§ **Entries shown**:
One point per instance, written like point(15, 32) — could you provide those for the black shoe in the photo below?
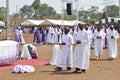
point(68, 68)
point(83, 71)
point(77, 70)
point(111, 58)
point(58, 69)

§ **Exercise prompt**:
Omitting the images, output each record precisely as written.

§ **Expected output**:
One point per instance, written like point(15, 32) — could you provide those for the black shoe in the photo below?
point(68, 68)
point(83, 71)
point(77, 70)
point(111, 58)
point(58, 69)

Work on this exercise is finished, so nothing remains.